*EXCERPT TO READ:*
• • • • • • •

California State Auditor Elaine Howle ranks El Cerrito the 7th most financially high-risk city in California, the most at-risk Bay Area city, and the city whose General Fund condition is worst in the state. On February 26, the State of California Approved her recommendation to audit El Cerrito.
- Once ranked AA-, our bond rating declined steadily to BBB, severely limiting the city’s ability to borrow money.
- For three consecutive years starting in 2016-17, our independent auditor warned that the city might not continue to be a “going concern,” meaning it was at risk of bankruptcy. The city failed to take effective action each time, and even increased personnel costs by about $4M since 2017!
- Our General Fund balance declined from $3.3 million in 2012 to a $56,600 deficit for 2018-19. El Cerrito has a 10% reserve goal. Albany’s is 25%, which it meets.
- El Cerrito increased local taxes four times since 2010. Today our combined sales, transfer, and utility taxes make El Cerrito the California city with the highest combined tax rate, yet the city continues to slide into more financial distress.
- 2019 revenues were up 10% but 2019 expenditures were up 11%. (From the CAFR*)
- City staff reported that the 2018-19 fiscal year ended in a surplus, but a later audit revealed a $2.9M cost overrun, with no notification to the city council and no budget reductions. This signals serious incompetence.

• • • • • • •

*YOUR TASKS:*
[1] Answer these from the passage on El Cerrito's finances:
(a) Where does the State Auditor rank El Cerrito among California's most financially high-risk cities?
(b) What is El Cerrito's reserve goal?
(c) By what percentage were 2019 expenditures up?
[2] Return, unchanged, the stretch of the passage on El Cerrito's finances from "- El Cerrito" up to and including "signals serious incompetence.".
The material that comes next has no connection to the passage on El Cerrito's finances.

*SOURCE EXCERPT:*
• • • • • • •

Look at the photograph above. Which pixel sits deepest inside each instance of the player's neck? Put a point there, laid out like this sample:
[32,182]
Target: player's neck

• • • • • • •

*RESULTS IN ORDER:*
[1]
(a) 7th
(b) 10%
(c) 11%

[2]
- El Cerrito increased local taxes four times since 2010. Today our combined sales, transfer, and utility taxes make El Cerrito the California city with the highest combined tax rate, yet the city continues to slide into more financial distress.
- 2019 revenues were up 10% but 2019 expenditures were up 11%. (From the CAFR*)
- City staff reported that the 2018-19 fiscal year ended in a surplus, but a later audit revealed a $2.9M cost overrun, with no notification to the city council and no budget reductions. This signals serious incompetence.